BEGIN

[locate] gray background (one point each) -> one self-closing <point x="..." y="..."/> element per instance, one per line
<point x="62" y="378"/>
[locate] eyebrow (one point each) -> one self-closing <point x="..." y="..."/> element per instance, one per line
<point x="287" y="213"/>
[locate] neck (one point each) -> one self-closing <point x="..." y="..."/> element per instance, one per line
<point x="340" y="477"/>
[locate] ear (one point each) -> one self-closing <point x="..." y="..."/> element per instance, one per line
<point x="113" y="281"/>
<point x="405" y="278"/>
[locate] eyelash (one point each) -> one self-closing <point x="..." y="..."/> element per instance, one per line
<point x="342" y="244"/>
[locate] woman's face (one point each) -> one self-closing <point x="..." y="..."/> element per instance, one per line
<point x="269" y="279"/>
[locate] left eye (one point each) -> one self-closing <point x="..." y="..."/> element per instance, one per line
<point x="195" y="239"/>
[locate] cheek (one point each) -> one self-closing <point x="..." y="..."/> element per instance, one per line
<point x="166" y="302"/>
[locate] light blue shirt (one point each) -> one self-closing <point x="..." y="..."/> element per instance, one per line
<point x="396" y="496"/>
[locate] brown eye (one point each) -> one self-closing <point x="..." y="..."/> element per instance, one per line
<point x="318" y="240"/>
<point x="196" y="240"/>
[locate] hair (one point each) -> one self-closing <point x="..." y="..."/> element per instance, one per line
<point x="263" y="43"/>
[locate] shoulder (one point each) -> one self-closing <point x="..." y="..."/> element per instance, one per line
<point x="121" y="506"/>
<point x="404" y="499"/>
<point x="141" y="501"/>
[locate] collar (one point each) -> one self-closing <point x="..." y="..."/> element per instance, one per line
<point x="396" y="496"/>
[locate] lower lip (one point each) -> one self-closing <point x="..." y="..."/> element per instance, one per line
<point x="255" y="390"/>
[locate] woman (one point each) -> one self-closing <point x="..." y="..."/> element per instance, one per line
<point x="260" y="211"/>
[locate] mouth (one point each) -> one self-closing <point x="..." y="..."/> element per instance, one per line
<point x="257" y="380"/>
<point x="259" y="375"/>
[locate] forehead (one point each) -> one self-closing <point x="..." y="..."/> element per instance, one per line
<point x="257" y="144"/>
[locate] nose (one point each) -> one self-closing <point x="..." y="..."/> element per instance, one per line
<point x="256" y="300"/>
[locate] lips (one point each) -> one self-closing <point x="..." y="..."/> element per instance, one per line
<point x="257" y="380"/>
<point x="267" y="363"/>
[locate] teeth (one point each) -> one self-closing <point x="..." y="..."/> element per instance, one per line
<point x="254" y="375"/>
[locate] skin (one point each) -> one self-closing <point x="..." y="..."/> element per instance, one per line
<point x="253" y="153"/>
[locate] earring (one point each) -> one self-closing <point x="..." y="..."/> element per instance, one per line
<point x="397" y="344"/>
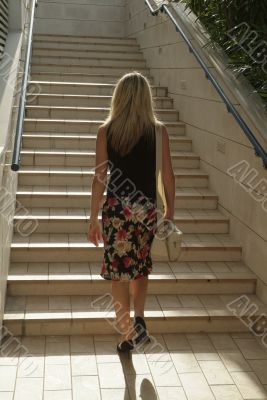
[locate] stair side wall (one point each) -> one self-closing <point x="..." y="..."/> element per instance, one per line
<point x="81" y="17"/>
<point x="217" y="138"/>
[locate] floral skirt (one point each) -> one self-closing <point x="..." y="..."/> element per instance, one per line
<point x="128" y="231"/>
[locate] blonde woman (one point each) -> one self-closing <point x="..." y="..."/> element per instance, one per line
<point x="125" y="145"/>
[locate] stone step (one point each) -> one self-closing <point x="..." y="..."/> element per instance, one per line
<point x="88" y="60"/>
<point x="59" y="39"/>
<point x="85" y="89"/>
<point x="71" y="158"/>
<point x="67" y="315"/>
<point x="79" y="197"/>
<point x="94" y="113"/>
<point x="84" y="126"/>
<point x="100" y="52"/>
<point x="84" y="100"/>
<point x="78" y="78"/>
<point x="72" y="247"/>
<point x="85" y="142"/>
<point x="75" y="220"/>
<point x="185" y="178"/>
<point x="166" y="278"/>
<point x="126" y="48"/>
<point x="79" y="67"/>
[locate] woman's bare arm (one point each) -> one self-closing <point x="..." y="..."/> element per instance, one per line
<point x="168" y="175"/>
<point x="100" y="176"/>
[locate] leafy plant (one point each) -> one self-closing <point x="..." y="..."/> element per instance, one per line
<point x="221" y="16"/>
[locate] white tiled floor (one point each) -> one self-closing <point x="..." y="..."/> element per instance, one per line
<point x="215" y="366"/>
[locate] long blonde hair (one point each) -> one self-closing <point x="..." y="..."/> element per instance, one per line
<point x="131" y="113"/>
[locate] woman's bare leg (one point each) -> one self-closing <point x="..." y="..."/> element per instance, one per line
<point x="138" y="289"/>
<point x="121" y="299"/>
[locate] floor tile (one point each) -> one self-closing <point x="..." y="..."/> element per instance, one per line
<point x="185" y="361"/>
<point x="171" y="393"/>
<point x="85" y="388"/>
<point x="164" y="374"/>
<point x="115" y="394"/>
<point x="260" y="369"/>
<point x="196" y="387"/>
<point x="226" y="392"/>
<point x="32" y="367"/>
<point x="7" y="378"/>
<point x="111" y="375"/>
<point x="249" y="385"/>
<point x="57" y="377"/>
<point x="83" y="364"/>
<point x="57" y="395"/>
<point x="215" y="373"/>
<point x="29" y="388"/>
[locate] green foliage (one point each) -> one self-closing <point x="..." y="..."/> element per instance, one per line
<point x="219" y="17"/>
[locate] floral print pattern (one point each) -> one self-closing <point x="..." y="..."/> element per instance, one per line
<point x="128" y="231"/>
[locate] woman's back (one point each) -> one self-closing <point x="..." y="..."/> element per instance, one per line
<point x="133" y="173"/>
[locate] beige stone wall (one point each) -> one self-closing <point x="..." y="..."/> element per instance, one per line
<point x="9" y="98"/>
<point x="211" y="127"/>
<point x="81" y="17"/>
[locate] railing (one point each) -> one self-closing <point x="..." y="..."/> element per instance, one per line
<point x="3" y="25"/>
<point x="21" y="112"/>
<point x="259" y="150"/>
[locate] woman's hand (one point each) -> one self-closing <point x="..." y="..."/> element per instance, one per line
<point x="169" y="214"/>
<point x="94" y="232"/>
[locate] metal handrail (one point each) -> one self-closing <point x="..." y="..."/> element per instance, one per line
<point x="21" y="112"/>
<point x="259" y="150"/>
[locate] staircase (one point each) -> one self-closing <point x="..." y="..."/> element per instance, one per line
<point x="54" y="281"/>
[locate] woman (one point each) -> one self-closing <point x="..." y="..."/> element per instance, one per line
<point x="125" y="145"/>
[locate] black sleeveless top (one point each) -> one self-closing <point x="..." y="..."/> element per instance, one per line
<point x="135" y="173"/>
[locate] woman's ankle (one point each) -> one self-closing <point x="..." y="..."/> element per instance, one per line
<point x="139" y="314"/>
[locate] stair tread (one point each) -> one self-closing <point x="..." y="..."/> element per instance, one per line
<point x="37" y="107"/>
<point x="87" y="307"/>
<point x="86" y="121"/>
<point x="173" y="138"/>
<point x="162" y="271"/>
<point x="175" y="153"/>
<point x="199" y="240"/>
<point x="84" y="214"/>
<point x="79" y="84"/>
<point x="86" y="96"/>
<point x="84" y="190"/>
<point x="85" y="170"/>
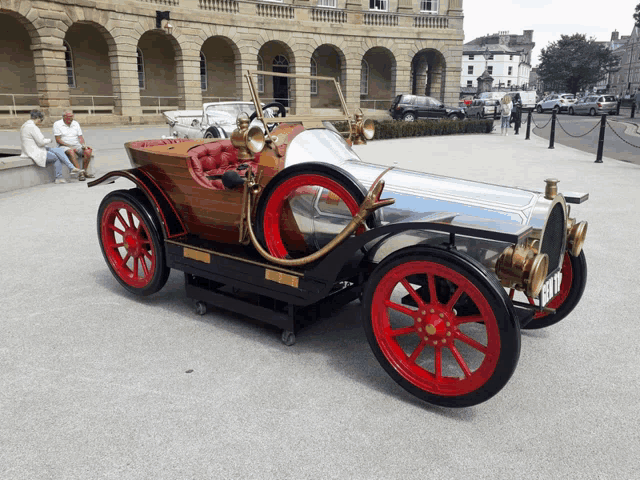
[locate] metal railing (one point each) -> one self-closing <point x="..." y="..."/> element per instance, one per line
<point x="93" y="109"/>
<point x="14" y="108"/>
<point x="148" y="108"/>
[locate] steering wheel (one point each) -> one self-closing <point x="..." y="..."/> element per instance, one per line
<point x="282" y="112"/>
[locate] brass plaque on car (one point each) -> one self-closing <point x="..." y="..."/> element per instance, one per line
<point x="283" y="278"/>
<point x="197" y="255"/>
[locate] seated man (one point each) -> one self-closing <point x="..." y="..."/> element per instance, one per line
<point x="69" y="136"/>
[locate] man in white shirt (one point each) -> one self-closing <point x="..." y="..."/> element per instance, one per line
<point x="69" y="136"/>
<point x="34" y="146"/>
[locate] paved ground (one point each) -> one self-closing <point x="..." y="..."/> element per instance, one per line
<point x="94" y="381"/>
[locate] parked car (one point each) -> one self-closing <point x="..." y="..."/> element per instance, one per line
<point x="594" y="104"/>
<point x="277" y="225"/>
<point x="558" y="102"/>
<point x="482" y="108"/>
<point x="417" y="107"/>
<point x="215" y="120"/>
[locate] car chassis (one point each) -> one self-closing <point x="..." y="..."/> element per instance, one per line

END

▶ [WHAT YOU ARE ASKED TO DO]: Copy only the lines running from the one that holds "[locate] black sleeveless" through the last line of the data, and include both of those lines. Do not copy any pictures.

▶ [FULL SOLUTION]:
[locate] black sleeveless top (one point each) -> one self-closing <point x="..." y="..."/> element per instance, one per line
<point x="135" y="173"/>
[locate] woman's ankle (one point each) -> one self-closing <point x="..." y="..."/> element per instance, one per line
<point x="139" y="314"/>
[locate] stair tread (one point each) -> one self-closing <point x="..." y="..."/> element per instance, one per line
<point x="37" y="107"/>
<point x="87" y="307"/>
<point x="86" y="121"/>
<point x="173" y="138"/>
<point x="162" y="271"/>
<point x="175" y="153"/>
<point x="199" y="240"/>
<point x="84" y="214"/>
<point x="79" y="84"/>
<point x="86" y="96"/>
<point x="84" y="190"/>
<point x="85" y="170"/>
[locate] metal railing (one point each) -> one self-closing <point x="..." y="..."/> element per instance, one per line
<point x="93" y="109"/>
<point x="14" y="108"/>
<point x="148" y="108"/>
[locate] steering wheel (one point each) -> one self-closing <point x="..." y="..."/> element per instance, one per line
<point x="282" y="112"/>
[locate] brass plaque on car (one point each) -> one self-closing <point x="..." y="..."/> element per instance, one per line
<point x="283" y="278"/>
<point x="197" y="255"/>
[locate] seated man (one point each) -> one self-closing <point x="..." y="..."/> element per instance, one per line
<point x="69" y="136"/>
[locate] man in white shirt (one point each) -> one self-closing <point x="..." y="..."/> element per instance, one per line
<point x="69" y="136"/>
<point x="34" y="146"/>
[locate] paved ground (one point each) -> one self-closing <point x="..." y="..."/> element per instance, one per line
<point x="94" y="381"/>
[locate] parked car (one point each) -> one self-closing <point x="..." y="..."/> element per instance, one per line
<point x="594" y="104"/>
<point x="277" y="225"/>
<point x="558" y="102"/>
<point x="482" y="108"/>
<point x="417" y="107"/>
<point x="215" y="120"/>
[locate] car chassis (one point each) -> one self-closing <point x="..." y="..."/> element per instance, one per line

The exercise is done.